[WHAT IS REQUIRED] Your answer must be a single number: how many lines in the records below contain the word "green".

[PROVIDED ENTRIES]
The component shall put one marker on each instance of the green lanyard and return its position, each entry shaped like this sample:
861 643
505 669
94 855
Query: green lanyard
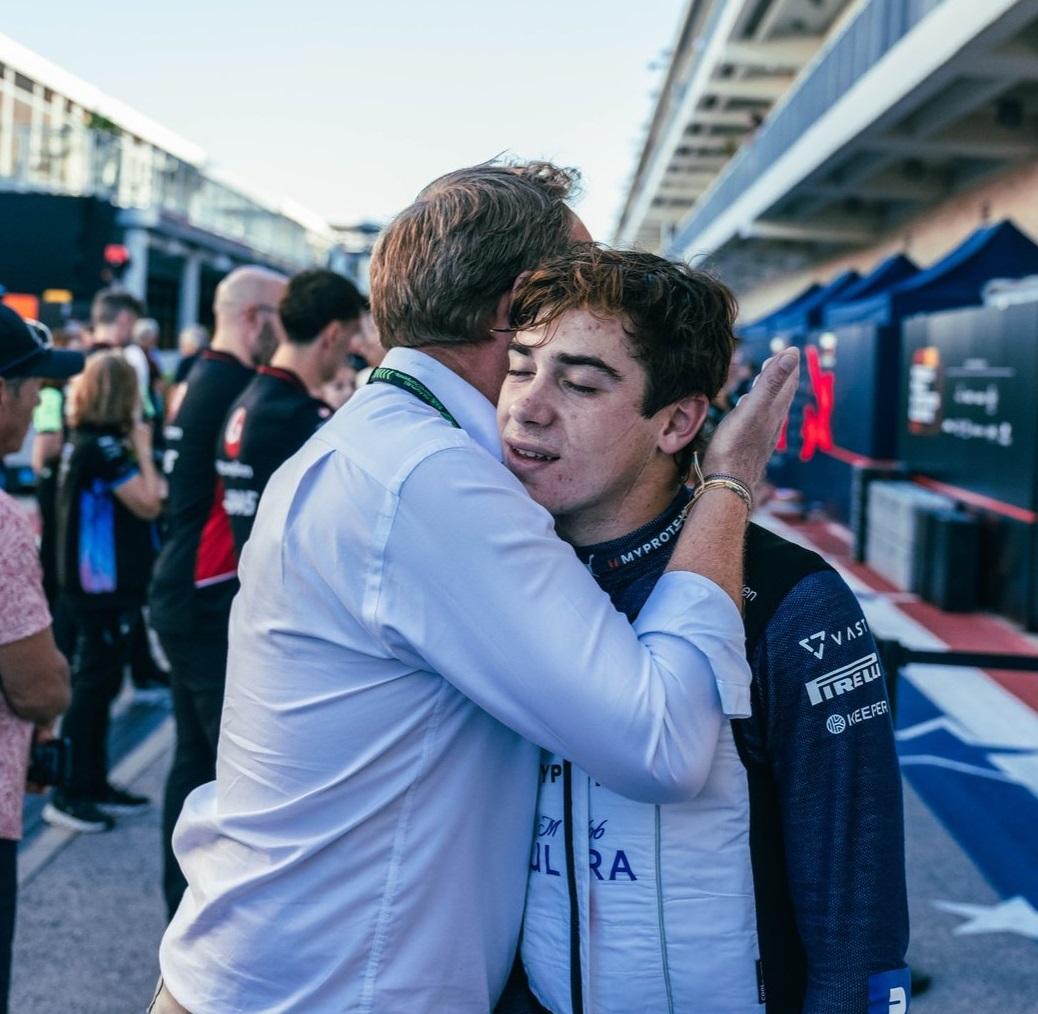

[OUTPUT OF THE TASK] 2